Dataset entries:
========

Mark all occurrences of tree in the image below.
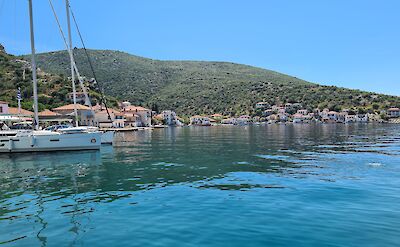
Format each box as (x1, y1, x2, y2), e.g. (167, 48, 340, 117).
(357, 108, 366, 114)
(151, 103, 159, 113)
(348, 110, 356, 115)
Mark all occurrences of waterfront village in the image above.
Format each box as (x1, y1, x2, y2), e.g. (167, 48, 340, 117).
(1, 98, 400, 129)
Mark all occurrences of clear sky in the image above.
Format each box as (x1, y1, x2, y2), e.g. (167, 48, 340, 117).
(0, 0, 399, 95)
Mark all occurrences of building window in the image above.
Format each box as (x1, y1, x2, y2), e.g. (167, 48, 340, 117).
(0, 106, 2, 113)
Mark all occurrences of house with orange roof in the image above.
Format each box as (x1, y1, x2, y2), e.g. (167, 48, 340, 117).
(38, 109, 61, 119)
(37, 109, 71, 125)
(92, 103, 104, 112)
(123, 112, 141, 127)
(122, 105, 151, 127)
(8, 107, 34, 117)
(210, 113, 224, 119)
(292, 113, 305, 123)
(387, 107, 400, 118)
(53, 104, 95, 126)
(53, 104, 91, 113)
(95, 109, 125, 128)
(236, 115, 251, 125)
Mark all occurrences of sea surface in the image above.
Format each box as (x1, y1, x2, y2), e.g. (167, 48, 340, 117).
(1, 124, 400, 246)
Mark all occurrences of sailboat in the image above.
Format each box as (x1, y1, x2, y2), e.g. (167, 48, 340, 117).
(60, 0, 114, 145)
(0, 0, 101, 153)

========

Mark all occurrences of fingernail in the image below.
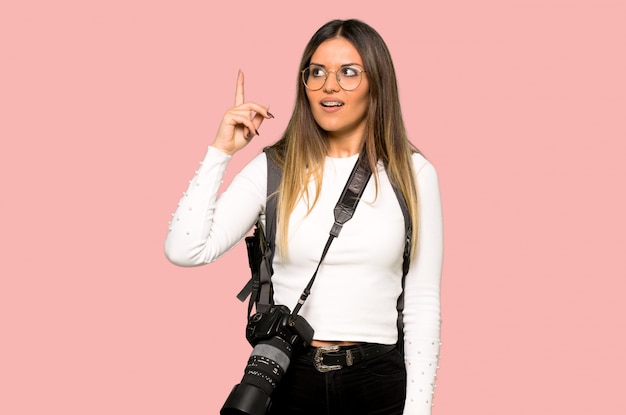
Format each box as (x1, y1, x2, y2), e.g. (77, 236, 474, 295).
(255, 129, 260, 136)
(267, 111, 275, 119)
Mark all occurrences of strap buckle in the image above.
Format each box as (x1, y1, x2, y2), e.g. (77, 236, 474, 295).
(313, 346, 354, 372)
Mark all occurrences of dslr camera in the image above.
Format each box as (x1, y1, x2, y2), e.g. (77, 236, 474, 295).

========

_Action item:_
Write down every line of the data above that includes the string "below".

_Result for this exercise:_
Mark all occurrences of tree in the image below.
Mark all occurrences of fingernail in the image below.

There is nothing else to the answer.